TASK PROMPT — If a line includes "umbro", copy it out of the entries.

*** Opening SUPPLIED MATERIAL ***

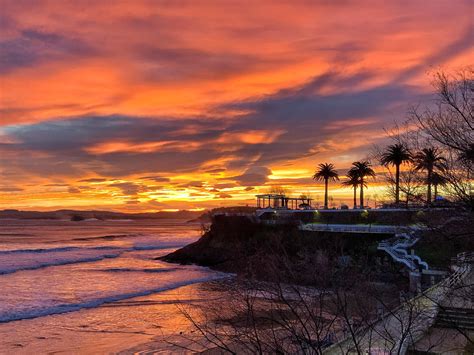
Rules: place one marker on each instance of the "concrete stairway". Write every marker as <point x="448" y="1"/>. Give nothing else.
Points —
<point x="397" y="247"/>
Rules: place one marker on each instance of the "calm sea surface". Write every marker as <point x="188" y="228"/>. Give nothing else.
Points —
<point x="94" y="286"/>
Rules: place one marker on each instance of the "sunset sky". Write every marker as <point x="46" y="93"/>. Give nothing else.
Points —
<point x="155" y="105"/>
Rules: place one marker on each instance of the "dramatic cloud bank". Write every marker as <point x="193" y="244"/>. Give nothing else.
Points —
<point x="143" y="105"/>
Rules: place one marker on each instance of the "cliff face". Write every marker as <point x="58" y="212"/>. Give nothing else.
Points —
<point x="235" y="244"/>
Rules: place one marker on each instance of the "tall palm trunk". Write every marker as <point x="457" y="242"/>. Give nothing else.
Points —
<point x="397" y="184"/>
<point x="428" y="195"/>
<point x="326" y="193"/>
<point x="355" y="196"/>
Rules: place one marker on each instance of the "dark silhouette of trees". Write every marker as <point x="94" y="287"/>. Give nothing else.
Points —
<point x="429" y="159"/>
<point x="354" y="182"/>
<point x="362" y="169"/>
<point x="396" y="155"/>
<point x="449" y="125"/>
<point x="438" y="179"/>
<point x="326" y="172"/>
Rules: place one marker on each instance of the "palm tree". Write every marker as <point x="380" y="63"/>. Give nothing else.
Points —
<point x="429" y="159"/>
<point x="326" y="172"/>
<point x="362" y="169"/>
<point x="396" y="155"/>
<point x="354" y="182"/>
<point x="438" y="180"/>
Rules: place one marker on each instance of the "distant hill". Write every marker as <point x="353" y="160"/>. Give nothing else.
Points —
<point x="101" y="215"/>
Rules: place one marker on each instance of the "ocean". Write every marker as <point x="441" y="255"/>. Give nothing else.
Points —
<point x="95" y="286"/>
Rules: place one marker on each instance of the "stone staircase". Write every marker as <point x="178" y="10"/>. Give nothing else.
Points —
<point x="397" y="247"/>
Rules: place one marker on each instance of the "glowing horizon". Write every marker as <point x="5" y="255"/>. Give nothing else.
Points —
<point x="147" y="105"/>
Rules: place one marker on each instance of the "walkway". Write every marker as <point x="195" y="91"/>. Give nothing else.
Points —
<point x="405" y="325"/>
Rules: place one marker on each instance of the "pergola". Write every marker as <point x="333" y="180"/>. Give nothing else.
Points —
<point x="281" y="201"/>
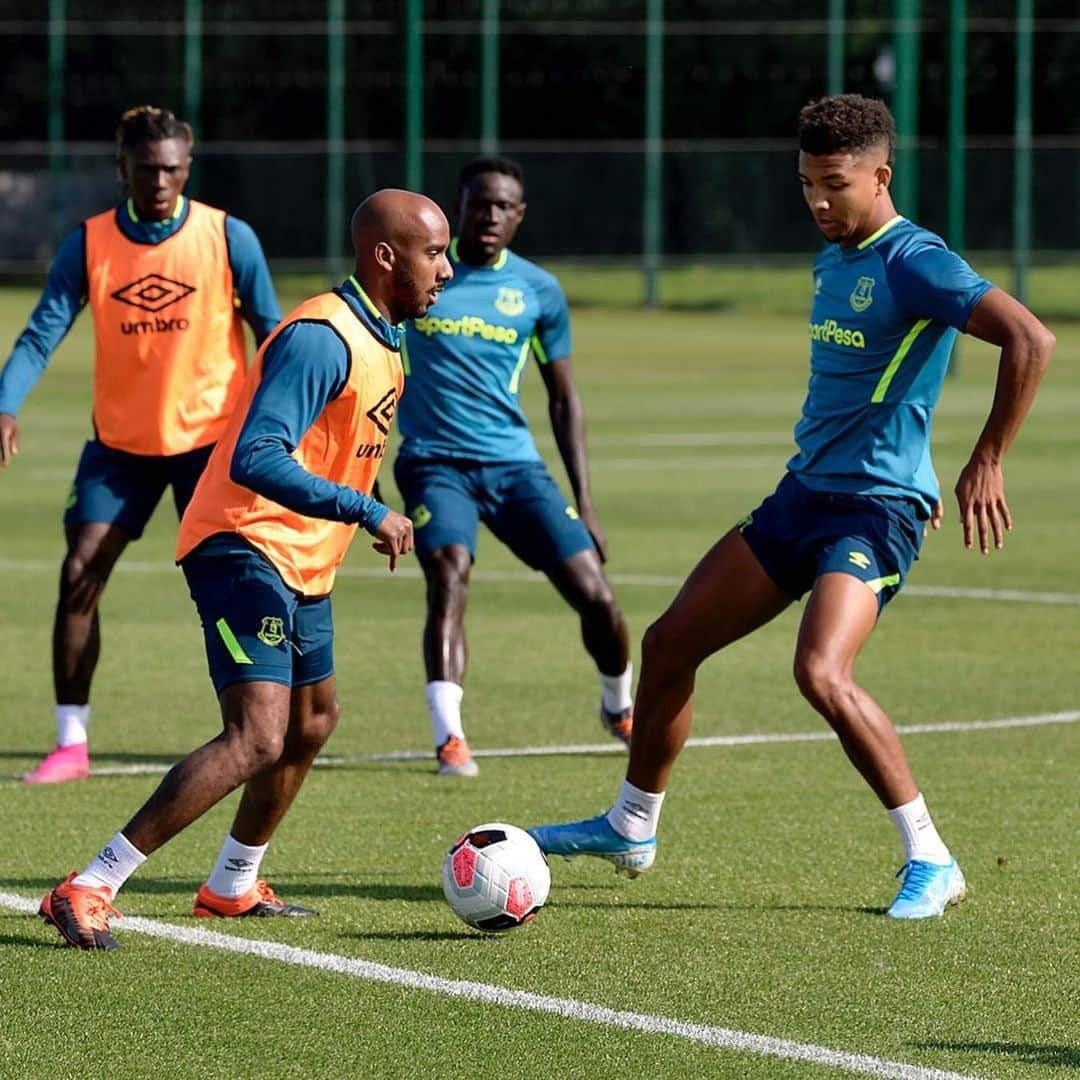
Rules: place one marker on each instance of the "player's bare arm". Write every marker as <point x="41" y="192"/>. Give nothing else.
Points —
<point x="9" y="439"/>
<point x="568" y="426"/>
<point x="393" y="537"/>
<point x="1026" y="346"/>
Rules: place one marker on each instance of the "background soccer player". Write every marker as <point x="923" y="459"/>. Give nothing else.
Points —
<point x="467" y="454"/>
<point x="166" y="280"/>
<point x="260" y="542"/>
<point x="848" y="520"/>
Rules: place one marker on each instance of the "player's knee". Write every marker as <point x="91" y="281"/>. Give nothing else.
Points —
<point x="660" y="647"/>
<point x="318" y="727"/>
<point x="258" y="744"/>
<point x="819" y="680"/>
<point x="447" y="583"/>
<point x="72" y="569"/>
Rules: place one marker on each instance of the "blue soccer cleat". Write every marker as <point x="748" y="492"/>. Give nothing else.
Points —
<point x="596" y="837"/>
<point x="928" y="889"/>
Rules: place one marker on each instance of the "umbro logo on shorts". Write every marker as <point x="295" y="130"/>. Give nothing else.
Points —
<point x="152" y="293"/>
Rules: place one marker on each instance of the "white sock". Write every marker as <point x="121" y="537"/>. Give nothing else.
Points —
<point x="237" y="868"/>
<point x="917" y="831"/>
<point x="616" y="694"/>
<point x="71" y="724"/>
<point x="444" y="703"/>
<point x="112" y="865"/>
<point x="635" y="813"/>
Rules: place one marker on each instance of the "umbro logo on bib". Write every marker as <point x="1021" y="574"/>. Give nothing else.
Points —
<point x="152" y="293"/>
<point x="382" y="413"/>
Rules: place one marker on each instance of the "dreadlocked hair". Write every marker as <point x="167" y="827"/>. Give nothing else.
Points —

*** Closing SUPPLIED MATERIAL ***

RESULT OF THE TASK —
Rules: place one marker on each instance of the "umbro logo on shorts". Write every marker as <point x="295" y="130"/>. Give nothing else.
Rules: place one marker on each instance of the "umbro logo on bib". Write every marker as <point x="1021" y="574"/>. Give nothing else.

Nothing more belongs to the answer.